В соблазнах кровавой эпохи. Книга первая — страница 129 из 177

Я привел эти строки не для высмеивания. И до, и после войны я воспринимал их всерьез. И не было в них никакого личного приспособленчества. Ибо приспособление к «республике» казалось — не только Луговскому, но и его товарищам и читателям, — приспособлением не только к духу времени, но и — хоть они так не выражались — к Духу и Истине вообще. А отпадение от «республики» — отпадением от Духа. Если это был конформизм, то неосознанный. А в те годы из-за частой смены «правящих идеологизмов» он не всегда был приспособленчеством — с ним можно было и срок огрести.

Психологически картина была вполне запутана. Смесь интеллигентности с большевизмом и боязнь оступиться, проявить «не ту» сущность. Приводило это иногда и к комическим результатам. Он вступил в РАПП аккурат накануне его разгона. До этого не поддавался.

И не знаю уж, этот ли, другой ли свой «грех» этим замаливая, для участия в жизни и борьбе, но он выехал с бригадой писателей в Среднюю Азию. Думаю, что ему повезло. Поскольку коллективизацию — во всяком случае поэтически — пережил там, а не в более понятной и близкой ему Центральной России. Впрочем, и в двух частях написанной им там книги «Большевикам пустыни и весны» есть не одна экзотика, хоть ее там немало. Есть, например, и стихотворение «Басмач», где, хотя идеологическая выдержанность вполне соблюдена, за басмачом Иган-Берды ощущается своя правота и сила.

Выдержки из записей
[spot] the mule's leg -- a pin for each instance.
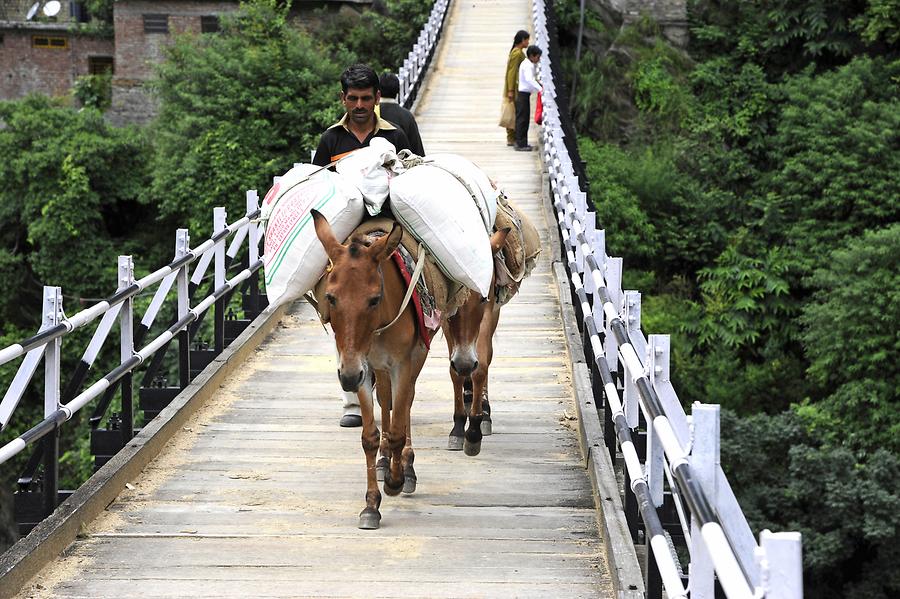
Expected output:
(472, 444)
(370, 517)
(409, 473)
(455, 441)
(403, 383)
(485, 349)
(383, 391)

Список заданий
a) Как называется книга, которую Луговской, согласно тексту о нем, написал в Средней Азии?
b) Подхватите текст о Луговском сразу после его последнего предложения и продолжите его.

Ответы на задания
a) «Большевикам пустыни и весны».

b)
Внутренне Луговской к большевистской революционности — в чем-то по традиционной интеллигентности, в чем-то уступая обстоятельствам — вполне приспособился. А куда денешься? И тут грянуло убийство Кирова, а за ним разгром старой партии. Судя по его стихам, написанным в последние годы жизни, стихам, для самого себя переосмысляющим прошлое, Луговской, как и многие интеллигенты, Троцкого и до его падения недолюбливал. Так что надругательство над ним Сталина его особенно оскорблять не могло. К тому же при Сталине русскую историю, вроде восстановили в правах — пусть в каком-то обезображенном виде, но все же. И понемногу о российской государственности заговорили — не в малограмотно-оскорбительном тоне, как с начала революции и года до 1935-го — а всерьез.

Луговской никогда не был русским националистом, он был скорее русским европейцем, отчего, естественно, не переставал быть русским человеком и человеком русской культуры. И прекращение малограмотного поношения всего русского (а оно может быть только малограмотным) должно было располагать его к Сталину. А с другой стороны, он и сам несколько в революции погряз, и верить, что Троцкий — организатор нацистского шпионажа против СССР, при любом отталкивании от последнего — не мог. Это было все же и унизительно, и неуютно. Да и многих приятелей по Гражданской наверняка задели репрессии и подобная клевета, в которую все остальные обязаны были искренне верить — не дай Бог заподозрят в неискренности! Да и сам был от такой судьбы — от исчезновения под гром клеветы — не застрахован. Во-первых, как любой другой, во-вторых — из-за своего участия в революции, точнее, в Гражданской войне.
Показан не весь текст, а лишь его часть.